■ Instructions for the task ■
From the first of the rows below up to and including the line with "[17,20,50,46]", switch every "bounding box" to "enclosing box" and reproduce those lines with nothing else altered. Return only that span.

■ Task input ■
# # # # # # #
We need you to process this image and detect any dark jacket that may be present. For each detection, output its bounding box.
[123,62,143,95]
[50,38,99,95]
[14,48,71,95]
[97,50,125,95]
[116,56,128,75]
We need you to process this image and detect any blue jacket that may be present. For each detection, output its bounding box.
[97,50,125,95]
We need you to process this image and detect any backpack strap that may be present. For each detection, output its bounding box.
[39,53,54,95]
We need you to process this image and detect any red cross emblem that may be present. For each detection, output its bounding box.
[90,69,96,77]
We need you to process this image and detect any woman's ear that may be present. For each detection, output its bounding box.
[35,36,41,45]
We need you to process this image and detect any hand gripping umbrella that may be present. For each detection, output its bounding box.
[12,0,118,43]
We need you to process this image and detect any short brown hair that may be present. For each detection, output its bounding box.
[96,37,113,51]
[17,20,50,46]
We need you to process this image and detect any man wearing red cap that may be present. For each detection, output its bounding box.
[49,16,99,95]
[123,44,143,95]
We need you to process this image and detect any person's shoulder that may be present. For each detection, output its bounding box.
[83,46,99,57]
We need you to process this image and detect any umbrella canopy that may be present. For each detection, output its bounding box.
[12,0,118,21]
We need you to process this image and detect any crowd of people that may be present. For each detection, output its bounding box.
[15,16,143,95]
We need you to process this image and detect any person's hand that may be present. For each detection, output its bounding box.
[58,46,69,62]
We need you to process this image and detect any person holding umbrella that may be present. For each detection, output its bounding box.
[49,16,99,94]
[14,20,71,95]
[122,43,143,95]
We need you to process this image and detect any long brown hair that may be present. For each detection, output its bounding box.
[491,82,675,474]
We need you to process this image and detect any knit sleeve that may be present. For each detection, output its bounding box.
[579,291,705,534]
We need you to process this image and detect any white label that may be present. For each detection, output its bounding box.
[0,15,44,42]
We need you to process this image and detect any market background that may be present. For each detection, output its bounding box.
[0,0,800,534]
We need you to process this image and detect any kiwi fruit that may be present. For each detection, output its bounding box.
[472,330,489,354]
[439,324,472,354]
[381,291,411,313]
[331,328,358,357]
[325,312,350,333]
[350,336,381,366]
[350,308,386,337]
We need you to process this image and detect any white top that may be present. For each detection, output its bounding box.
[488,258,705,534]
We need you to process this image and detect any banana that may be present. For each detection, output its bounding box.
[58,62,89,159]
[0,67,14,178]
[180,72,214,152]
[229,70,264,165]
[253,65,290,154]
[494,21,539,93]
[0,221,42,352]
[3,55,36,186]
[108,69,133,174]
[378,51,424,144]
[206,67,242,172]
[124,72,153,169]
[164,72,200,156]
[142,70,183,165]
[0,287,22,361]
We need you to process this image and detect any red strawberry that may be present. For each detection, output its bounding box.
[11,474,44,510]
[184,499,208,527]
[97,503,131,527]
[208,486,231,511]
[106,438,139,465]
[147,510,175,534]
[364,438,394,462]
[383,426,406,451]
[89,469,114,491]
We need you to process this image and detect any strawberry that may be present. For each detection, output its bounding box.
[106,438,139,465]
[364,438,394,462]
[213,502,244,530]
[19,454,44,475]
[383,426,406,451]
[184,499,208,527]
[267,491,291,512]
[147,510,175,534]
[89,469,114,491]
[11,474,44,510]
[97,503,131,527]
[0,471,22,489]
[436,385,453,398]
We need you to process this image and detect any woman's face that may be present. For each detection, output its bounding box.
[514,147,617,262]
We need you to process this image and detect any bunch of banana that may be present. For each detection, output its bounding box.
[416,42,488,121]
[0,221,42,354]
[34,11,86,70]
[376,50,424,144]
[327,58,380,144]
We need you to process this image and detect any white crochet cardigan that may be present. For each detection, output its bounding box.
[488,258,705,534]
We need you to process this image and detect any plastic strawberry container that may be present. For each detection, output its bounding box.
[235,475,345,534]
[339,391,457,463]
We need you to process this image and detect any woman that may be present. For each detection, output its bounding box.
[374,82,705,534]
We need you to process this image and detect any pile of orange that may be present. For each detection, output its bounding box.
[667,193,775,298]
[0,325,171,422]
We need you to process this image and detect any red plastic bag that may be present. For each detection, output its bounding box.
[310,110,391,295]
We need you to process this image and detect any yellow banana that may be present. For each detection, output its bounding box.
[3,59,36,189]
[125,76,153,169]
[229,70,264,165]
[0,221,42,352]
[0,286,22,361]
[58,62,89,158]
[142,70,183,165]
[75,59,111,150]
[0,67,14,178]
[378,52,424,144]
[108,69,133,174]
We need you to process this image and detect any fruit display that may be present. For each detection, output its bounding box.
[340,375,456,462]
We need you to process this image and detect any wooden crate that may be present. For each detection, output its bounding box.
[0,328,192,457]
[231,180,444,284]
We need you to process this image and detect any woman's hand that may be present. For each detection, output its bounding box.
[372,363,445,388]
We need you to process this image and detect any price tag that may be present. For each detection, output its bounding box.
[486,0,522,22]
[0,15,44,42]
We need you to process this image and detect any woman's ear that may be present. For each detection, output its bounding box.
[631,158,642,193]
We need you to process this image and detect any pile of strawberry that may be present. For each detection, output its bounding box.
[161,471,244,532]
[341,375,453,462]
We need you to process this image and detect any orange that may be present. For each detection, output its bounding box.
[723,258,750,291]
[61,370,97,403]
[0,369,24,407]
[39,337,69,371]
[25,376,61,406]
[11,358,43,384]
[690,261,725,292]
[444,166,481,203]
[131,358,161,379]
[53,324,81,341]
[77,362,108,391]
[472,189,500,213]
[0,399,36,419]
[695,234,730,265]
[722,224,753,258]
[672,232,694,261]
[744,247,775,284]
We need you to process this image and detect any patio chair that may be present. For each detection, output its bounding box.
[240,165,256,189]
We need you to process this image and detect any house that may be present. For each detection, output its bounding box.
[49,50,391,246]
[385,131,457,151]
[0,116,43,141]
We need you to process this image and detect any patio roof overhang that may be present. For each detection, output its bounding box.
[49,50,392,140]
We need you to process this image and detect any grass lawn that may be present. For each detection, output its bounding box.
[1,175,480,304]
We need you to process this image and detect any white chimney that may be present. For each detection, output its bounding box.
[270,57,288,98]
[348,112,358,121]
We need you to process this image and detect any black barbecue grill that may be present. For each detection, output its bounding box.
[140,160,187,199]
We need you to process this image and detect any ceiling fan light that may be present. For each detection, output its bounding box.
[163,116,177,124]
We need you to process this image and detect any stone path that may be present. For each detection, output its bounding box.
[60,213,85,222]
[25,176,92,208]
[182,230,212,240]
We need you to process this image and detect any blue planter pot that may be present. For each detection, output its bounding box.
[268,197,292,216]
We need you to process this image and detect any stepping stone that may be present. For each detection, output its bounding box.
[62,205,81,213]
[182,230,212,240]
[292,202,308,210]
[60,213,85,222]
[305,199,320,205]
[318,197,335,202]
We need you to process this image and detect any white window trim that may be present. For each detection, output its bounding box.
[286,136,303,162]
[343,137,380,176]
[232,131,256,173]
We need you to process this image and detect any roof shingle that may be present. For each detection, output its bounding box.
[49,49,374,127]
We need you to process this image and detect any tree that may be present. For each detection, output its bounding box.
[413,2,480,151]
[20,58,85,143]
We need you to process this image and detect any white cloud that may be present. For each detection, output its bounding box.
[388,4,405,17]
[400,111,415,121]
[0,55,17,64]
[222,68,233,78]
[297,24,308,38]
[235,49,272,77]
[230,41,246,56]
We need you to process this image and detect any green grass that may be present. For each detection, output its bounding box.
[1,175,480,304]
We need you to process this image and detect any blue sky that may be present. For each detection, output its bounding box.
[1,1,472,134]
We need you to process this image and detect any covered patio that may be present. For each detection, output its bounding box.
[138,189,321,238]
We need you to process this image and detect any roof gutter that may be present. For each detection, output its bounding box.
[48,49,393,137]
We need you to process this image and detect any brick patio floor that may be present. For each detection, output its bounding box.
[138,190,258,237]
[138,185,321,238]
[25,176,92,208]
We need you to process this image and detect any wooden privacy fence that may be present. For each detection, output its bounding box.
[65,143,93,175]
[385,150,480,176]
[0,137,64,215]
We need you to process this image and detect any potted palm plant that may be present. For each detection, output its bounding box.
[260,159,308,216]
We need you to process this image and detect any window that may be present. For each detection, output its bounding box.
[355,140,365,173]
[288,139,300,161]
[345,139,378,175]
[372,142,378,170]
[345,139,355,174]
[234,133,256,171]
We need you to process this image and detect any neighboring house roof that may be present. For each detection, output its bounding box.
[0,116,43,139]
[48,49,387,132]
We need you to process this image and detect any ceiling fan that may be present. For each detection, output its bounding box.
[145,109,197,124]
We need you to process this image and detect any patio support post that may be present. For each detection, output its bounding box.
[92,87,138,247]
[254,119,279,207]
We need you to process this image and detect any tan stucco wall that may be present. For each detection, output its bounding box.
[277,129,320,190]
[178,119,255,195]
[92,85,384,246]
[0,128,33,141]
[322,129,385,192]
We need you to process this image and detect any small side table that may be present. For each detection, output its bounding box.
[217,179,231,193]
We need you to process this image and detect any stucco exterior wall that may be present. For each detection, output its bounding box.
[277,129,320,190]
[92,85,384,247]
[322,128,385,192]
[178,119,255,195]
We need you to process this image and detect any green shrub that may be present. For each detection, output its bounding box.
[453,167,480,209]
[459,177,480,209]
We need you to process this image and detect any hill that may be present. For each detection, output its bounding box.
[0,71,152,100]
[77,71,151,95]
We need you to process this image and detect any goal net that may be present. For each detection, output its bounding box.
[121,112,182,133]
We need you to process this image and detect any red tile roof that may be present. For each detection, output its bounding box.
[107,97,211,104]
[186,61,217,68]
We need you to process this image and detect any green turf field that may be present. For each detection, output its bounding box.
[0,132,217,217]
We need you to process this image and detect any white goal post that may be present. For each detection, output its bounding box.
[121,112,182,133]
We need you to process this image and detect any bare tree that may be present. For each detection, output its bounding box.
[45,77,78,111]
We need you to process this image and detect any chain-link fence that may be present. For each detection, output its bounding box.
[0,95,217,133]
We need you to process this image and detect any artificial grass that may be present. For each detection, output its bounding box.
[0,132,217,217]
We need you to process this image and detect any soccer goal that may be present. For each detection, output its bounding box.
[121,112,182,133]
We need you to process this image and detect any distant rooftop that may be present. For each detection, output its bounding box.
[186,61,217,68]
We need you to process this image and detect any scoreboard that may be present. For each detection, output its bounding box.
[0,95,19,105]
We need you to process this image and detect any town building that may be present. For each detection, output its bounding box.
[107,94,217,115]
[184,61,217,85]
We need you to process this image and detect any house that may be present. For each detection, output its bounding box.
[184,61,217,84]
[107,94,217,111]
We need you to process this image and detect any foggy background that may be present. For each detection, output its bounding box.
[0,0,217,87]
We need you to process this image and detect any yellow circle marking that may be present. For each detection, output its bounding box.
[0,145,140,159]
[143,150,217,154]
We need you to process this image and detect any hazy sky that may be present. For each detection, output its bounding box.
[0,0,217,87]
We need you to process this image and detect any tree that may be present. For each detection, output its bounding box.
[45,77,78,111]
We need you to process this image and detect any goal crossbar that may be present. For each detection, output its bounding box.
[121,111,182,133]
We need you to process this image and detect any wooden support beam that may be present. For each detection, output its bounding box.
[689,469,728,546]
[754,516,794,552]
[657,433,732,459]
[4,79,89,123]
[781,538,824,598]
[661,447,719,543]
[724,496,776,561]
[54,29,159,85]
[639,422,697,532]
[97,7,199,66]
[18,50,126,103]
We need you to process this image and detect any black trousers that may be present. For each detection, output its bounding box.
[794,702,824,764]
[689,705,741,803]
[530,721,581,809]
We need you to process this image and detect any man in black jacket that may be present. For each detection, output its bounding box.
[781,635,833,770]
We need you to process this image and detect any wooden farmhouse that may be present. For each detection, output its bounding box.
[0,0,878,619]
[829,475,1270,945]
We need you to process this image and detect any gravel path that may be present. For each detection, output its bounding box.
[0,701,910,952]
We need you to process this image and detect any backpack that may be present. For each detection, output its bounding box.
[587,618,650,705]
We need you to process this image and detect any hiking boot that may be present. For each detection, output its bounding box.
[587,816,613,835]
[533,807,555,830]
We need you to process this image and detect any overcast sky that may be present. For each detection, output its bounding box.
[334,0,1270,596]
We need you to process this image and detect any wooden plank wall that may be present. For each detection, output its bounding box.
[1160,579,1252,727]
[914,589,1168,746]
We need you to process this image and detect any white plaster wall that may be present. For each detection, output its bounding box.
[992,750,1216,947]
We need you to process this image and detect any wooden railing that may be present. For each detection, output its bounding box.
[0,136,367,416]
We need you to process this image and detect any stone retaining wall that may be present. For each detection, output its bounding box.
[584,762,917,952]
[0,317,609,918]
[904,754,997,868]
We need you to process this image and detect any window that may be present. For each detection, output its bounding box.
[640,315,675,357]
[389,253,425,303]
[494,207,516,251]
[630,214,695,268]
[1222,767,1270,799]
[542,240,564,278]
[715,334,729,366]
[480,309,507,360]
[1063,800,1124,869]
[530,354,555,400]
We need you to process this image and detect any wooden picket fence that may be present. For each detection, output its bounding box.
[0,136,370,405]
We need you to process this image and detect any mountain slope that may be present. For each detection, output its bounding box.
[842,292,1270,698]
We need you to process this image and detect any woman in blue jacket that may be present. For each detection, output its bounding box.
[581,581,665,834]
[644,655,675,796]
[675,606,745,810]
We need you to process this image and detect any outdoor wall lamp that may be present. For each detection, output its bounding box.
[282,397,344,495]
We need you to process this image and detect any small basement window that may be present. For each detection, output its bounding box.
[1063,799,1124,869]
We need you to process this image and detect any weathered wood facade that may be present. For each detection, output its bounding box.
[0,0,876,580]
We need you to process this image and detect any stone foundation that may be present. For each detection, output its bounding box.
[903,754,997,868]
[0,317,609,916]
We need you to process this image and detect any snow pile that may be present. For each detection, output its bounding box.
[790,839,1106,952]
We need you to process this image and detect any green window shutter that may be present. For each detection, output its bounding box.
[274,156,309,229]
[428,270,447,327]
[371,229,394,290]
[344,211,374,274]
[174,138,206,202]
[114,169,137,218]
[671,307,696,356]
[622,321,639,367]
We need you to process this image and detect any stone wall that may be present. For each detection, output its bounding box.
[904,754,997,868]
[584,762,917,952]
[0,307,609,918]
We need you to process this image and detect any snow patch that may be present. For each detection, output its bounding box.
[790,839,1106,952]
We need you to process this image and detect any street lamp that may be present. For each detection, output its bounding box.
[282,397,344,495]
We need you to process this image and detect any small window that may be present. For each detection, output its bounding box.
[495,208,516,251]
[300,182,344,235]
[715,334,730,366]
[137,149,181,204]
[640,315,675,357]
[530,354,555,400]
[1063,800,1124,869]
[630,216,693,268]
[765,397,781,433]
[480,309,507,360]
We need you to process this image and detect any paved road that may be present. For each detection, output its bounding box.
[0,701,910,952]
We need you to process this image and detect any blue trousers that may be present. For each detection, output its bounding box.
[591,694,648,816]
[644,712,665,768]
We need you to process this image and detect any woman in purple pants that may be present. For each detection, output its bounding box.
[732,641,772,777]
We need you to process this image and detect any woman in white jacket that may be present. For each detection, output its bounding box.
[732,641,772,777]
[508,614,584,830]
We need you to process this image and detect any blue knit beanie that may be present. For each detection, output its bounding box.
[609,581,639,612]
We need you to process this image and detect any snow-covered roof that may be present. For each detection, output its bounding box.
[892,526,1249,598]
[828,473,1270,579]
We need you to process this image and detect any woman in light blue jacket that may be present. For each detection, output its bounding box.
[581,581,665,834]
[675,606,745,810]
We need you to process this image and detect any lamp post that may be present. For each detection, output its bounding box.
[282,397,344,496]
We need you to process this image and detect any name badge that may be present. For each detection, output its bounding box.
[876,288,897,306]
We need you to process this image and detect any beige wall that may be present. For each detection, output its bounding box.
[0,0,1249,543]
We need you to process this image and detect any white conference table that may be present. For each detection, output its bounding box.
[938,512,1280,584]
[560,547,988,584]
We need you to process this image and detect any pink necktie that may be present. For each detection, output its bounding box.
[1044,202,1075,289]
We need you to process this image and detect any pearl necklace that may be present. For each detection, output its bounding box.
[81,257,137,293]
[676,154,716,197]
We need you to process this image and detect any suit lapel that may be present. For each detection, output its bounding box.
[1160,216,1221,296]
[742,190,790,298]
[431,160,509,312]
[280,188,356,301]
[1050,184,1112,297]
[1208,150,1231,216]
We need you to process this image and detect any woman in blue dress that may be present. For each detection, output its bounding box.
# # # # # # #
■ Completed exercise ■
We need you to process this image and detect any dark jacket that may be present. For each detection, output its enclosing box.
[123,62,143,95]
[50,38,99,95]
[14,48,71,95]
[97,50,125,95]
[116,56,128,75]
We need you to process this image and detect any blue jacket that may be present. For each detection, output its enclosing box.
[97,50,125,95]
We need you to process this image and detect any backpack strap that may be present. For each detection, output its enclosing box.
[39,53,54,95]
We need you to process this image and detect any red cross emblem that may be present. For each detection, output its enclosing box.
[90,69,96,77]
We need you to process this image and detect any woman's ear that may be present. For each detection, output its enclosing box.
[35,36,41,45]
We need you to process this image and detect any hand gripping umbrella that may be present. For each detection, output its enclosing box.
[12,0,118,43]
We need you to process this image and detect any short brown hair that may be present. For each detection, output its enclosing box.
[96,37,113,51]
[17,20,50,46]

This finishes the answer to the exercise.